* **Estratto fornito**:
******
Di fronte al problema dell’impatto ambientale del bestiame, bisognerà sempre più considerare di introdurre nella propria dieta proteine di origine vegetale. Ormai si trovano tantissime ricette vegetariane e vegane, e se vogliamo variare l’alimentazione possiamo spaziare: seitan, tempeh, tofu solo per citare alcune alternative alla carne più elaborate. Abbinando come detto le diverse proteine fra loro, copriremo il nostro fabbisogno. In commercio poi troviamo molte tipologie di burger vegetali, che solitamente contengono combinazioni di legumi e/o cereali con verdure.

Imitare la carne: i casi Beyond Meat e Impossible Foods

Beyond Meat e Impossibile Foods sono due aziende californiane fondate dall’ambientalista Ethan Brown e dallo scienziato Patrick O. Brown nel 2009 e nel 2011. Specializzate in sostituti della carne e prodotti caseari vegetali, proprio nel 2011 hanno ricevuto investimenti da filantropi quali Bill Gates e Leonardo di Caprio. Nel 2016 entrambe le startup hanno lanciato sul mercato i loro burgers vegetali, il Beyond Meat e l’Impossible, e nel 2020 Beyond Meat ha registrato un fatturato pari a 97 milioni di dollari, con un 141% in più rispetto all’anno precedente. Un business dunque in crescita quello degli analoghi della carne.
******
* **Materiale fornito**:
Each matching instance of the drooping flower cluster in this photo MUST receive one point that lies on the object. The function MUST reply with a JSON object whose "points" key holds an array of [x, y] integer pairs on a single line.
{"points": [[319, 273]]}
******
* **Cosa serve**: Riporta per intero e senza alcuna modifica il testo sulle alternative vegetali alla carne.

* **Area risposta**:
Di fronte al problema dell’impatto ambientale del bestiame, bisognerà sempre più considerare di introdurre nella propria dieta proteine di origine vegetale. Ormai si trovano tantissime ricette vegetariane e vegane, e se vogliamo variare l’alimentazione possiamo spaziare: seitan, tempeh, tofu solo per citare alcune alternative alla carne più elaborate. Abbinando come detto le diverse proteine fra loro, copriremo il nostro fabbisogno. In commercio poi troviamo molte tipologie di burger vegetali, che solitamente contengono combinazioni di legumi e/o cereali con verdure.

Imitare la carne: i casi Beyond Meat e Impossible Foods

Beyond Meat e Impossibile Foods sono due aziende californiane fondate dall’ambientalista Ethan Brown e dallo scienziato Patrick O. Brown nel 2009 e nel 2011. Specializzate in sostituti della carne e prodotti caseari vegetali, proprio nel 2011 hanno ricevuto investimenti da filantropi quali Bill Gates e Leonardo di Caprio. Nel 2016 entrambe le startup hanno lanciato sul mercato i loro burgers vegetali, il Beyond Meat e l’Impossible, e nel 2020 Beyond Meat ha registrato un fatturato pari a 97 milioni di dollari, con un 141% in più rispetto all’anno precedente. Un business dunque in crescita quello degli analoghi della carne.